● Data extract
[start]

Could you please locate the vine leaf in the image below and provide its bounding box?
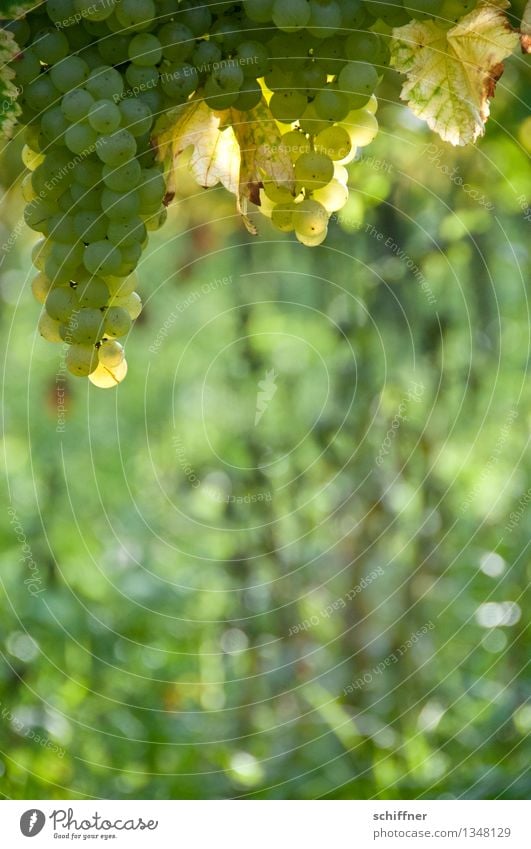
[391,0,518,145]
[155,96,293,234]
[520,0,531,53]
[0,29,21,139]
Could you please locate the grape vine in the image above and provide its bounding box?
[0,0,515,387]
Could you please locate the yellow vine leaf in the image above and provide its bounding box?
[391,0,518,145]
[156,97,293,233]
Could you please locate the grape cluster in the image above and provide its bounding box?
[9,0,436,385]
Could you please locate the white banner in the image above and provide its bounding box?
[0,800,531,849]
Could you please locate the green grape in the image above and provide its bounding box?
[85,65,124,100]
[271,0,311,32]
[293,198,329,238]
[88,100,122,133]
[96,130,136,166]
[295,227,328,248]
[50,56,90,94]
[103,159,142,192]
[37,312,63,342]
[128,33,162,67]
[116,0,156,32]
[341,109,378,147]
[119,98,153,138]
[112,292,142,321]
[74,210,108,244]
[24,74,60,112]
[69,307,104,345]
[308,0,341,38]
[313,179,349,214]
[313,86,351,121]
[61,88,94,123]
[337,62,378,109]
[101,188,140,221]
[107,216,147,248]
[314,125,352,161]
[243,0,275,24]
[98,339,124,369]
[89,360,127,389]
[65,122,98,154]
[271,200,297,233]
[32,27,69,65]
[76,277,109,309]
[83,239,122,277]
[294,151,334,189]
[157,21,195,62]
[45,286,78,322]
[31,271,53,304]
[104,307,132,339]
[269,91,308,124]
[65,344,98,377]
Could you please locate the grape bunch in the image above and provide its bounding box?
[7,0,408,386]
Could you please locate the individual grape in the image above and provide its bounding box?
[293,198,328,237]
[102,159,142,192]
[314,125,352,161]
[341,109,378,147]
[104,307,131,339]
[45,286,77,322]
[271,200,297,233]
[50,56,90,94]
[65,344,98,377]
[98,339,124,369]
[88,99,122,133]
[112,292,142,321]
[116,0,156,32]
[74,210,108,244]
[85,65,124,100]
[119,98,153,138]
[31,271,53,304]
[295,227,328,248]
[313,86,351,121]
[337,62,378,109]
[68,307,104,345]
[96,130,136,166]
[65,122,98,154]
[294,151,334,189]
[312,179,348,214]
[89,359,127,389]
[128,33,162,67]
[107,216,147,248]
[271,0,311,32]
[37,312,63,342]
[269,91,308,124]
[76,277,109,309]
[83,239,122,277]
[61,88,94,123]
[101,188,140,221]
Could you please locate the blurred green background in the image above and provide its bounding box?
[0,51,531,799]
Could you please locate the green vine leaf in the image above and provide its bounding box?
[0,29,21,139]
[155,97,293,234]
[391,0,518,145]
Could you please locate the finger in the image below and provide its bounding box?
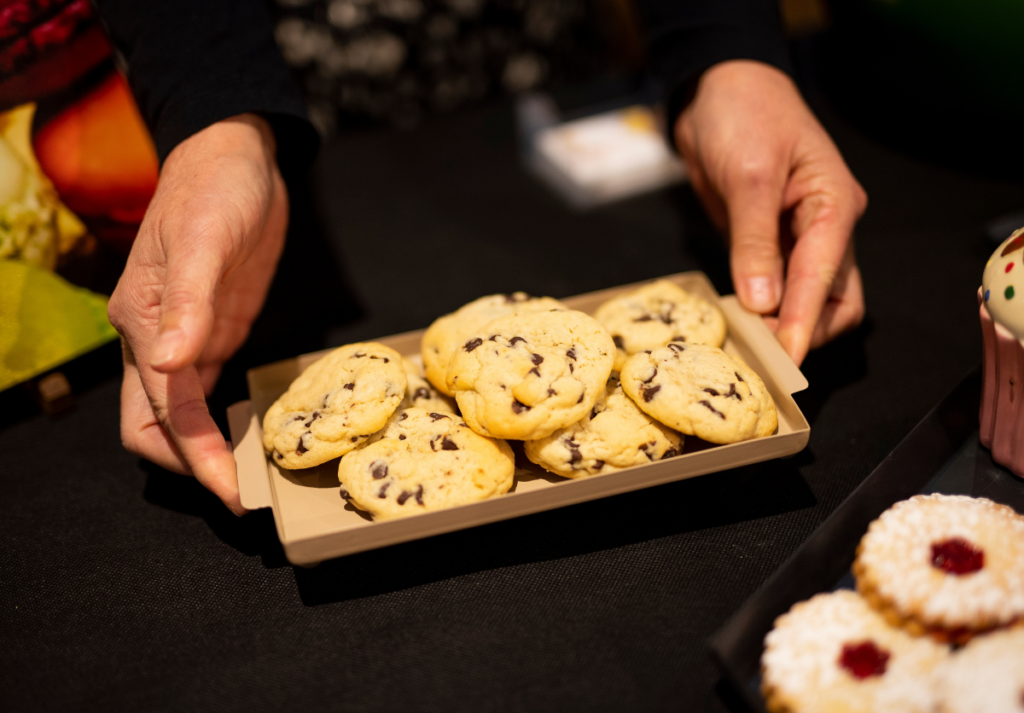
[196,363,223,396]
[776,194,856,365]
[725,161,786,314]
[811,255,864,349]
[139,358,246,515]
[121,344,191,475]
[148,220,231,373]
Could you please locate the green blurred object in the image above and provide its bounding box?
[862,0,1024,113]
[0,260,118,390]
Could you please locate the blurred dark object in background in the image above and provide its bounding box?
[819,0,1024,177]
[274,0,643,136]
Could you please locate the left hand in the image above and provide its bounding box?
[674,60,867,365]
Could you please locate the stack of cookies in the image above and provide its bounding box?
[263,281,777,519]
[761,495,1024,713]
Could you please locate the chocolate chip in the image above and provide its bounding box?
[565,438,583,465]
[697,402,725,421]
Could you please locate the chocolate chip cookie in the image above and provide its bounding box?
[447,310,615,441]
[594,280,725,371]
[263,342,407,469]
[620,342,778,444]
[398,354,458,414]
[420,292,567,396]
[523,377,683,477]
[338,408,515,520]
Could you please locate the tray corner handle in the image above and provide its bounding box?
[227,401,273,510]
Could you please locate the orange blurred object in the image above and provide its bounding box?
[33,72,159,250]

[end]

● The problem
Please write out every line of the records again, from the line with "Could you please locate the green blurred" up to and including the line with "[338,408,515,520]", adding 75 to each bounding box coordinate.

● Completed task
Could you please locate the green blurred object in the image above and provide its bounding box?
[937,75,1099,188]
[75,335,193,465]
Could you please locate the blurred dark object in background in the image above and provide its bounding box?
[894,75,1099,252]
[349,75,718,211]
Could you please locate the left hand in the image above and provide its bounding box?
[749,135,942,440]
Could you please locate the stack of cookies in the image above and provide its bounding box?
[338,356,852,594]
[836,570,1099,788]
Could you please locate the chocolate chip in the image above and provide its bounding box?
[640,513,658,540]
[772,477,800,496]
Could you please locate the chocolate chip cookie in the image above and provide its bounding box?
[522,385,690,516]
[669,355,800,446]
[338,417,482,544]
[695,417,853,519]
[473,429,533,489]
[495,367,642,471]
[598,452,758,552]
[413,483,590,595]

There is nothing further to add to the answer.